* Excerpt
'''
Shift to community-based care: Most clients now receive healthcare outside acute care settings. For example, much surgery is now done on an outpatient basis; many clients receive care for chronic or long-term conditions at home; and community clinics provide primary healthcare for many clients. Thus, today’s nursing is delivered in a much wider range of settings than in the past.

Technology: Nurses, clients, and family members often must learn to operate highly sophisticated equipment to manage conditions in the home. This equipment makes accuracy in diagnosis and treatment possible. The teaching role of nursing is emphasized to a greater extent.

Social factors: Many clients are homeless, unemployed, or underemployed. Many people have no health insurance. Devastating diseases, such as acquired immunodeficiency syndrome (AIDS) or tuberculosis, are becoming more prevalent. These factors create a need for more healthcare in the public sector.

Lifestyle factors and greater life expectancy: Today’s society and the healthcare industry emphasize prevention of disease, healthy lifestyles, and wellness programs. Many people are living much longer and are more active and healthy into their later years than in past generations. Greater life expectancy is causing huge growth in the areas of extended, long-term, and home care. This growth will require many more nurses to work in such fields.

Changes in nursing education: Today’s nursing programs emphasize education over service to clinical sites; they identify specific objectives (outcomes) for students.

Autonomy: The women’s movement has influenced nurses, many of whom are women, to be more assertive and independent. Today’s nursing role is a collaboration with others in the healthcare field. Primary care, previously delivered only by physicians, is now being delivered by advanced practice nurses as well.
'''
* Material provided
'''
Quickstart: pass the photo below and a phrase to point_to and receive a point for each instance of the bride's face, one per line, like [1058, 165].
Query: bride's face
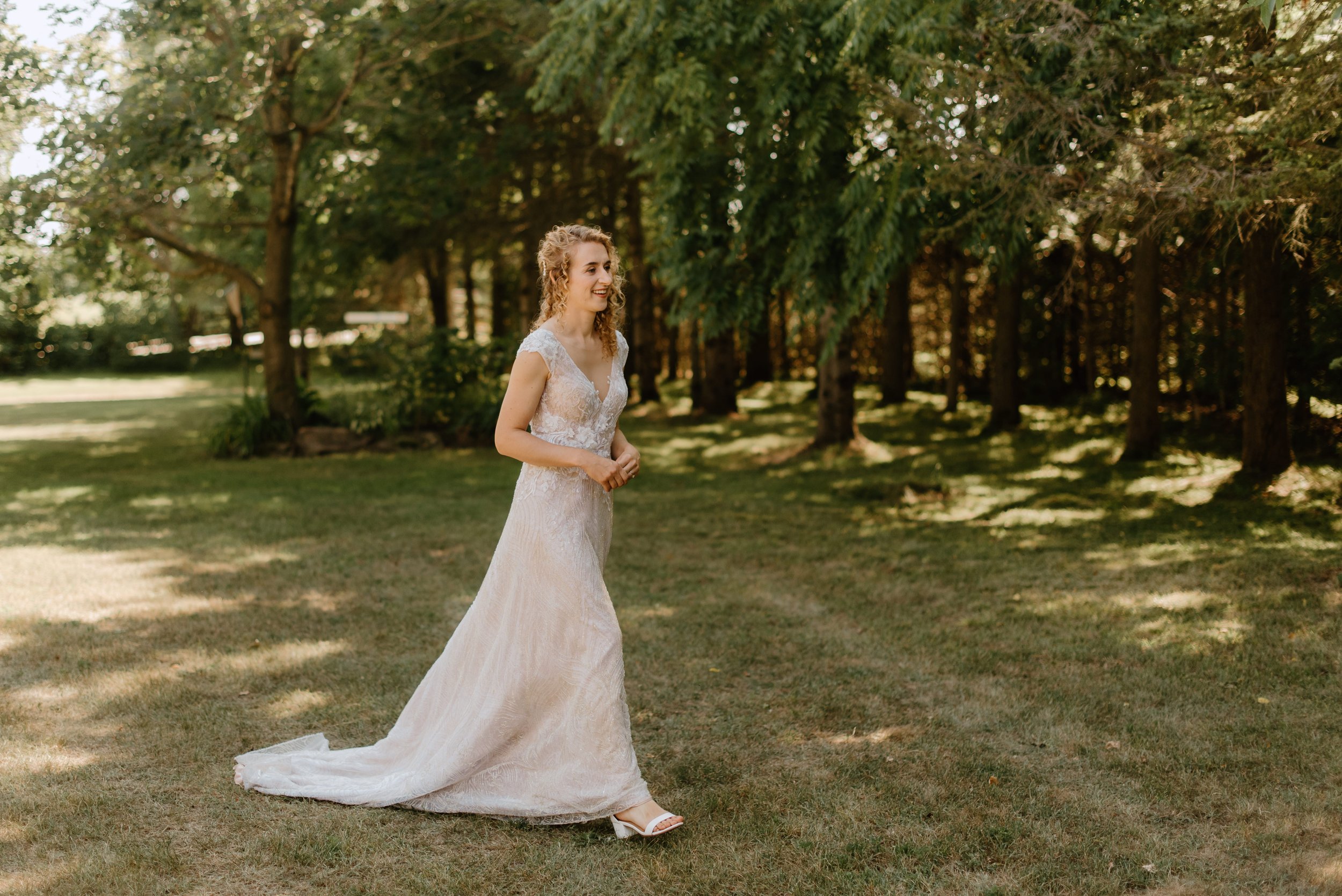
[589, 278]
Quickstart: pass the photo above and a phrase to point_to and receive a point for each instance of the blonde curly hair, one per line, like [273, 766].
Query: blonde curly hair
[553, 260]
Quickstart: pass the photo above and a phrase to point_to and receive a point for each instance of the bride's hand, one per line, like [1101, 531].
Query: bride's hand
[606, 472]
[630, 462]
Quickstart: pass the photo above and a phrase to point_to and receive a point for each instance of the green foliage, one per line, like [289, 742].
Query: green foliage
[20, 314]
[436, 383]
[247, 431]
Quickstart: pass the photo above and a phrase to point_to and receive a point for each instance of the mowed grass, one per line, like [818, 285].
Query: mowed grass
[944, 665]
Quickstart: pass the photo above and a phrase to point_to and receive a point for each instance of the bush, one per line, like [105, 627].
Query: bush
[247, 431]
[250, 431]
[438, 383]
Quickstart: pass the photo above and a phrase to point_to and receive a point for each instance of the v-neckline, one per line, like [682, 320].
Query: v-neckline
[610, 377]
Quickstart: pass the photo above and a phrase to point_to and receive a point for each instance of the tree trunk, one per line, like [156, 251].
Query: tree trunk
[894, 340]
[720, 373]
[469, 287]
[1144, 353]
[1005, 383]
[1088, 324]
[436, 266]
[957, 356]
[1302, 345]
[758, 353]
[275, 305]
[696, 368]
[670, 332]
[501, 300]
[836, 410]
[1222, 357]
[1267, 438]
[643, 314]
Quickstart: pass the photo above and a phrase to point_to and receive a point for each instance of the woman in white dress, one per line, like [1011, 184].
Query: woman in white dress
[524, 714]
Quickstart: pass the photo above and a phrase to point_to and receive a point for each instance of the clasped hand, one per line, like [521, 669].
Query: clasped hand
[612, 474]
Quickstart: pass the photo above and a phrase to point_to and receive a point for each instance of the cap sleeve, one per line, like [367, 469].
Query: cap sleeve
[543, 343]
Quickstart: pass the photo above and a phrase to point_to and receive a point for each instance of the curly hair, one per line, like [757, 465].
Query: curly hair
[553, 260]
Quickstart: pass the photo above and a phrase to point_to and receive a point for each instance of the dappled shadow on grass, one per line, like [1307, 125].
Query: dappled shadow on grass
[852, 672]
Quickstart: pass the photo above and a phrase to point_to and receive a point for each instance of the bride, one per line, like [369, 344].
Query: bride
[524, 714]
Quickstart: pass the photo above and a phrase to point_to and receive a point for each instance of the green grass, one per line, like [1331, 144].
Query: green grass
[945, 665]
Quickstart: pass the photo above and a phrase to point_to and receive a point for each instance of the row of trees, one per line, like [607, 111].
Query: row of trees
[1102, 192]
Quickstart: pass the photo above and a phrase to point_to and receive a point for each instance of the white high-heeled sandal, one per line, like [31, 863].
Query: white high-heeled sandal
[627, 828]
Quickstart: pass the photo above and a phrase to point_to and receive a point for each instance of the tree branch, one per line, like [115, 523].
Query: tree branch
[339, 103]
[207, 260]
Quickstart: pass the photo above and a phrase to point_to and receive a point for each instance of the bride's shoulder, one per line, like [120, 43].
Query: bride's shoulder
'''
* Required action 1
Answer from the excerpt on changes in nursing:
(a) Which two diseases does it name as becoming more prevalent?
(b) Besides physicians, who now delivers primary care?
(c) In which areas is greater life expectancy causing huge growth?
* Required action 2
Write out the passage of the excerpt on changes in nursing that begins at the words "Social factors: Many" and ends after the words "in such fields.".

* Exercise result 1
(a) Acquired immunodeficiency syndrome (AIDS) and tuberculosis.
(b) Advanced practice nurses.
(c) Extended, long-term, and home care.

* Exercise result 2
Social factors: Many clients are homeless, unemployed, or underemployed. Many people have no health insurance. Devastating diseases, such as acquired immunodeficiency syndrome (AIDS) or tuberculosis, are becoming more prevalent. These factors create a need for more healthcare in the public sector.

Lifestyle factors and greater life expectancy: Today’s society and the healthcare industry emphasize prevention of disease, healthy lifestyles, and wellness programs. Many people are living much longer and are more active and healthy into their later years than in past generations. Greater life expectancy is causing huge growth in the areas of extended, long-term, and home care. This growth will require many more nurses to work in such fields.